About this task | Print each line below verbatim, skipping every picture.
□ □ □ □ □
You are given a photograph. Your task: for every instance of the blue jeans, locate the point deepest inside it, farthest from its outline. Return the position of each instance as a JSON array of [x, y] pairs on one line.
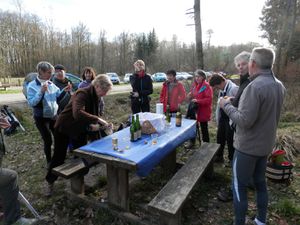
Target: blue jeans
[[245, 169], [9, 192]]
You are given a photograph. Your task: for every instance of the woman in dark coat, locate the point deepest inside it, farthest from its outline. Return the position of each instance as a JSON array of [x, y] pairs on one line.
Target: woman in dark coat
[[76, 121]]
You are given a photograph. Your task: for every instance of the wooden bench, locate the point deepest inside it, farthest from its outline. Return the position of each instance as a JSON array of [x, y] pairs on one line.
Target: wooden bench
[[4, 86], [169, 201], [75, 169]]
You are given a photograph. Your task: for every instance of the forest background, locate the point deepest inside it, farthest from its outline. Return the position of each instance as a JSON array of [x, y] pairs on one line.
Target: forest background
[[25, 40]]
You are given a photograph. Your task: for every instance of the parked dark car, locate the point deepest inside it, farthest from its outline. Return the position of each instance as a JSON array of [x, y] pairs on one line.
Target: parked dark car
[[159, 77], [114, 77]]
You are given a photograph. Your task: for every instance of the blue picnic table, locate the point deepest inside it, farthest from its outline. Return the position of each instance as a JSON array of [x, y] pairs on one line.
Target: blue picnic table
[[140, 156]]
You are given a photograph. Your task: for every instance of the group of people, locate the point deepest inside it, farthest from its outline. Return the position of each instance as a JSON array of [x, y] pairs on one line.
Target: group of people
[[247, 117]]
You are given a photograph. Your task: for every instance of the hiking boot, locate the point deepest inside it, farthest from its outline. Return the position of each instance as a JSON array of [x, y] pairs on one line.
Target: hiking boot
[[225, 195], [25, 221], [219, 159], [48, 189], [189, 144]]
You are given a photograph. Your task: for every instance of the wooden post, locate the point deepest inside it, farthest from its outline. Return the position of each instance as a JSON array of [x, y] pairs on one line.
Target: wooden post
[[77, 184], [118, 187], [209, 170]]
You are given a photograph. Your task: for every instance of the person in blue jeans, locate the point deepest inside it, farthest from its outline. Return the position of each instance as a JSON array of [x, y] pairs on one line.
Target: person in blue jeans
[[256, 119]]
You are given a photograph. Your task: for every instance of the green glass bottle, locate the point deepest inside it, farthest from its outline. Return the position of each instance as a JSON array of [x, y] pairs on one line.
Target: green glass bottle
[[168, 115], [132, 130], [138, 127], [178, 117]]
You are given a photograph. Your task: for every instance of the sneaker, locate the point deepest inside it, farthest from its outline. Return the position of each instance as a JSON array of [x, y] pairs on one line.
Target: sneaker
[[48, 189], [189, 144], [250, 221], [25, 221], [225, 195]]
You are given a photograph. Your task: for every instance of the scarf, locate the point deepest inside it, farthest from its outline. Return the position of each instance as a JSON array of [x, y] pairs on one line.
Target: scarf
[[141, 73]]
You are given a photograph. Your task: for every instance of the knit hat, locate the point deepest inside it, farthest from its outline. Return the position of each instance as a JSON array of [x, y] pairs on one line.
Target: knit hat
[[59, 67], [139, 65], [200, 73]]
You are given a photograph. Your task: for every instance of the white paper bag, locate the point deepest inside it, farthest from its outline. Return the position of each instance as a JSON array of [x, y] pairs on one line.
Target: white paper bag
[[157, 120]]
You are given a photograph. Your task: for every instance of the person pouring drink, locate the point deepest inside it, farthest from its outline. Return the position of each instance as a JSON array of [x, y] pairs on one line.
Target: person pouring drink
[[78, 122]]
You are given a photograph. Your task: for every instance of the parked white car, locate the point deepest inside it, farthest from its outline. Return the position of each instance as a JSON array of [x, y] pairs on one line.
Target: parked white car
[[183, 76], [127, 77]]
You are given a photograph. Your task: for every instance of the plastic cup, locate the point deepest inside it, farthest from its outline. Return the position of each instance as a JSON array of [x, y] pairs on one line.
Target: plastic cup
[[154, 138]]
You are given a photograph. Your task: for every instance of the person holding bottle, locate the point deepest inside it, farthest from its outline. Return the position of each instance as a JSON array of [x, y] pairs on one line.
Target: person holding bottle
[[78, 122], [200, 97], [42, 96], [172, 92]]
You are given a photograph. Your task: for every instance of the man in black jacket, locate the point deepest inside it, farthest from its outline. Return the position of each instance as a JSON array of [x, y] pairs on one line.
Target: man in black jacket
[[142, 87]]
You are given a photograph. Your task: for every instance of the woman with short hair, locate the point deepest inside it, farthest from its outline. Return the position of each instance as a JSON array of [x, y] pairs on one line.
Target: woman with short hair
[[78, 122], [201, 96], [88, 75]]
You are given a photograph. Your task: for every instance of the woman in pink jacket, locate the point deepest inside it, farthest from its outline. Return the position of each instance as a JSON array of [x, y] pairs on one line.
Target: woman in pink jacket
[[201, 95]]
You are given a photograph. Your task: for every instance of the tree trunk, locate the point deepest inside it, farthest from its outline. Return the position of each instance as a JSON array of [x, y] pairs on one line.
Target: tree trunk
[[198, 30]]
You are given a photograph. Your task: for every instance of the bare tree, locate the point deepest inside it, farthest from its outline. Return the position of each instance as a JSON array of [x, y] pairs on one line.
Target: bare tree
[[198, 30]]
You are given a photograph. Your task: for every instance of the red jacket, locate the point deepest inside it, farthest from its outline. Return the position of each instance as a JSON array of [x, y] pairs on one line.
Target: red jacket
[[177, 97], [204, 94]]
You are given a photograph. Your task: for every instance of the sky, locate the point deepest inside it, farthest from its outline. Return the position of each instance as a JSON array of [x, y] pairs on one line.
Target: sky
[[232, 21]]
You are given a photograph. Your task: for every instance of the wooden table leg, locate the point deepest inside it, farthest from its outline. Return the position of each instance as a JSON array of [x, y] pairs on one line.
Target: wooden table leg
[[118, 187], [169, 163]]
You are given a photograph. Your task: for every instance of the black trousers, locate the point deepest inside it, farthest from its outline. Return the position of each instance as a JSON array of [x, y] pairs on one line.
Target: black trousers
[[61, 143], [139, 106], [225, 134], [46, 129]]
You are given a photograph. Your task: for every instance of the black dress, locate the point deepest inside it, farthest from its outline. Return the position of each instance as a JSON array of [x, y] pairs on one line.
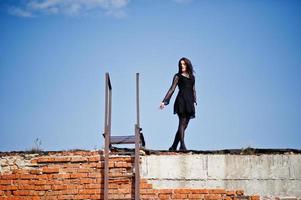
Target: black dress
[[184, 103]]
□ □ □ □ □
Response area |
You are given a photograph. Your task: for every instance of the blue jeans, locate the point deepest inside it, farthest from its outline. Return the position of each instance as a JSON array of [x, y] pairs on one line.
Target: blue jeans
[[245, 169], [9, 192]]
You are given a photograph. Your task: for every instance of the woman in dark coat, locate the point deepest inside it, farthest from its outline. Return the position of each instance as a JSON array of [x, y] pairs on one line.
Target: woman in dark coat
[[76, 121]]
You are given a photograph. Your task: for every instance of the wooden bench, locate the point deepest inside it, farthest from its outline. Return the position of each instance as a JSON array of [x, y] pairs on one line.
Target: wooden bench
[[4, 86], [169, 201], [75, 169]]
You are given a photograph. Your task: for every instance of the forest background, locate the point deepest inside it, farthest from its outline. Return the position of each instance as a JSON array of [x, y] pairs on one line.
Target: forest background
[[25, 40]]
You are given a photograph. Your task: for every instance of the parked dark car, locate the point deepest inside it, farthest from its outline. Return the position of each instance as a JSON array of [x, y] pairs on one line.
Target: parked dark car
[[159, 77], [114, 77]]
You are given a photograph. Your task: for every instance of the blue picnic table, locate the point deepest inside it, farthest from its outline. Return the position of each instance as a JSON array of [x, y] pairs on one line.
Target: blue picnic table
[[140, 156]]
You are given a photograph. Your task: for every instance of the group of people, locate the point deepest inside it, farthest from its outline. Return the position of each instance as a JSON array of [x, y] pairs on one line.
Target: group of people
[[247, 117]]
You are given a photograph. Your task: for every instance of the hiking boot, locate the point deepest inside it, farthest from its outline. Return the position of each instance as a JSON array of [x, y] pairs on one line.
Target: hiking boot
[[225, 195], [25, 221], [219, 159], [48, 189], [189, 144]]
You are given a photograph. Your task: for every instance of the wooden post, locate the point deepest inside it, farthest from its outline. Return the position of each instance as a JSON array of [x, y] pairs on one line.
Target: wooden post
[[77, 184], [118, 187], [209, 170]]
You are given a photograph. Your task: for every instance of the person in blue jeans, locate the point deepest inside it, farthest from its outline. Return the position of each instance as a JSON array of [x, y] pairs on one line.
Target: person in blue jeans
[[256, 119]]
You are given a photograph. Your task: for every instance of the green glass bottle, locate the point deepest inside it, farthest from its outline. Return the position of each instance as a JSON array of [x, y] pairs on one line.
Target: green glass bottle
[[168, 115], [132, 130], [138, 127], [178, 117]]
You are given a photograph. Your task: for every instance of the sneaker, locate the point deepest inside it, farthest from its outline. Return the position of each instance as a JSON array of [x, y] pairs on one line.
Target: sneaker
[[48, 189], [189, 144], [250, 221], [25, 221], [225, 195]]
You are given a photograph. Your task: for every instance of the scarf, locate the point deepest inside it, farthest from its outline. Return the position of each instance as a JSON array of [x, y] pairs on one line.
Target: scarf
[[141, 73]]
You are given a photograph. Your task: for every instance of the knit hat, locate the point deepest inside it, farthest from its outline. Return the position of each instance as a JSON array of [x, y] pairs on one line.
Target: knit hat
[[59, 67], [139, 65], [200, 73]]
You are given a photograph. Your task: for every instance of the white paper bag, locate the point deepest inside it, farthest from its outline. Return the position of each instance as a JSON array of [x, y] pairs on one line.
Target: white paper bag
[[157, 120]]
You are given a photograph. Your task: for every instance of the person pouring drink, locate the point deepest inside it, farthest from its outline. Return the position of each instance as a JSON array of [x, y] pairs on one line.
Target: person pouring drink
[[78, 122]]
You are given a photograph. Your task: for every instance of the parked white car, locate the point deepest inside it, farthest from its outline. Return the position of each instance as a JSON array of [x, y] pairs on one line.
Target: parked white car
[[183, 76], [127, 77]]
You are given a photograph. Your task: for every instance of the plastic cup, locate the point deepest inside it, farthest from its outline. Return the position of each instance as a JSON array of [x, y] pairs on one line.
Target: plastic cup
[[154, 138]]
You are given a photograph. Your task: for every instance of the person holding bottle, locate the point deepest inside it, farthest from its outline. Return the position of each instance as a JSON array of [x, y] pairs on one line.
Target: person holding bottle
[[78, 122], [200, 97], [42, 96], [172, 92]]
You are given a photograph. Your task: for every instance of the man in black jacket, locate the point deepest inside it, farthest from its outline. Return the position of each instance as a JSON array of [x, y] pairs on one line.
Target: man in black jacket
[[142, 87]]
You are given a photograph. Your task: for every instance of the woman with short hair, locate the point deepest inside it, farthest from its outline. Return the position of each instance as a JSON array of [x, y] pairs on one line.
Target: woman with short hair
[[78, 122], [201, 96], [88, 75]]
You are given a photograph. Your task: for every instance of the woman in pink jacket, locate the point deepest inside it, farthest from its outline. Return the position of each instance as a JSON array of [x, y] pairs on one line.
Target: woman in pink jacket
[[201, 95]]
You are given a photograph. Your task: for every instance of the tree trunk, locate the point deepest inside it, farthest from its outline. Return the position of each instance as a JSON array of [x, y] pairs on one line.
Target: tree trunk
[[198, 30]]
You are given a photograph. Your task: for every instance of the bare tree, locate the point deepest inside it, farthest from its outline. Return the position of each instance as a JSON array of [x, y] pairs on one line.
Target: bare tree
[[198, 30]]
You are given a photograph. Your task: for every instance of the red jacket, locate the point deepest inside it, farthest from its outline. Return the position of each instance as a JSON array of [x, y] pairs on one line.
Target: red jacket
[[177, 97], [204, 94]]
You are given a photograph. Your task: for every instance of the sky, locate the point deepest inside it, farthest from its outline. Return the position of each instance as a JSON array of [x, y] pairs on one line.
Target: sky
[[232, 21]]
You are given a photograph. Your task: for every instance of the wooden table leg, locate the point deepest inside it, farthest from its outline. Return the position of each instance as a JSON array of [x, y] pairs on one line.
Target: wooden table leg
[[118, 187], [169, 163]]
You are given a photograph. Your task: for every instance of the black trousers, locate the point deepest inside it, farthest from its outline. Return the position of each instance as a JSON array of [x, y] pairs on one line.
Target: black trousers
[[61, 143], [139, 106], [225, 134], [46, 129]]
You are given a photograph. Your task: for every instance of the black dress, locate the point deepest inside it, farthest from its outline. Return the position of each instance as a JSON array of [x, y] pairs on one line.
Target: black dress
[[184, 103]]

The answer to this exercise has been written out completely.